● WORK TO COMPLETE:
Print, please, the line that contains "Batch job #47 — class: white stripe" and each line after it to the end of the entries, unchanged and with nothing else.

····················

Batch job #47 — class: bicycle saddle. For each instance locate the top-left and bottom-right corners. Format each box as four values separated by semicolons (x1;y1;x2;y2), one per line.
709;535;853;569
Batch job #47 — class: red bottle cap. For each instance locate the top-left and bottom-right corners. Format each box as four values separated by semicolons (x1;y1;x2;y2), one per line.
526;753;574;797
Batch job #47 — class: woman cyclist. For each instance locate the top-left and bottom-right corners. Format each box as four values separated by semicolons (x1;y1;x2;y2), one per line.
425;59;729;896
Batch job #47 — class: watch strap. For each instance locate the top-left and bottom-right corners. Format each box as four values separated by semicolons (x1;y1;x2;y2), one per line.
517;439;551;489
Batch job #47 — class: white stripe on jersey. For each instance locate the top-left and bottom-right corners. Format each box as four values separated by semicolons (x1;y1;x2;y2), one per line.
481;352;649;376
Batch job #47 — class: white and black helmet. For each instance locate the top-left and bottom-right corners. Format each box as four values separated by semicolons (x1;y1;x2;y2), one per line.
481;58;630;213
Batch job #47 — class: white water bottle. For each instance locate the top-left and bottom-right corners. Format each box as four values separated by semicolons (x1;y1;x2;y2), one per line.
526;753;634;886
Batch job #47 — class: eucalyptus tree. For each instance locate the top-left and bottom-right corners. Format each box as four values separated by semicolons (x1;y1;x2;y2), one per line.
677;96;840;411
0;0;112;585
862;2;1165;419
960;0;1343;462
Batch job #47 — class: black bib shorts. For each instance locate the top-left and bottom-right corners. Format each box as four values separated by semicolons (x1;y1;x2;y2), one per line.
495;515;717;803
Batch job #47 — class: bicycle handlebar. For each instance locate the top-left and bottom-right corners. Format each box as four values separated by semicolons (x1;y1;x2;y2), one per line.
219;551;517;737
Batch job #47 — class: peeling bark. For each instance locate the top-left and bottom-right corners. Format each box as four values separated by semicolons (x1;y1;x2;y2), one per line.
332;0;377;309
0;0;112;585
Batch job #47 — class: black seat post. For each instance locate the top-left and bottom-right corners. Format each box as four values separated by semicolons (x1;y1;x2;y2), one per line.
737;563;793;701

····················

● RESPONSE TO THE EXERCISE:
Batch job #47 — class: white stripe on jersey. For each instance locate the top-left and bottom-right corners. Format each box as four values separated by semicolons (x1;y1;x2;y2), one per line.
481;352;649;376
Batch job #47 — class: white and black helmet. For each instance locate the top-left and bottom-right corners. Format each box as four values separated by semicolons (x1;y1;x2;y2), one per line.
481;58;630;213
Batch job #47 — class: white water bottle. For each instance locate the top-left and bottom-right corners. Format each box as four values separated by semicolons (x1;y1;x2;y2), one per line.
526;753;634;886
Batch job #47 — class: eucalyptus tree. For each instance locate the top-left and bottom-right corners. Format each box as four values separated by semicolons (x1;y1;x2;y2), one per line.
677;96;840;411
0;0;112;585
862;2;1165;419
960;0;1343;462
Batch job #47 — class: black bib shorts. For each instance locate the top-left and bottom-right corners. Format each box as four values separated by semicolons (x1;y1;x2;y2), one per line.
495;515;717;803
Batch job #47 — class: bicycle handlebar. For each instance locate the top-left and bottom-right corners. Format each box as four values separated by semicolons (x1;y1;x2;y2), one per line.
219;551;517;737
Batch job #47 — class: peeling bark. For each instance locate the top-left and bottom-right corners. Format each box as four values separated by semicolons (x1;y1;x2;y2), one per line.
332;0;377;309
0;0;112;585
Batch job #47 — class: black seat post. For each instance locate the top-left and bottom-right corners. Format each box as four values separated by semicolons (x1;y1;x2;y2), one per line.
737;563;793;701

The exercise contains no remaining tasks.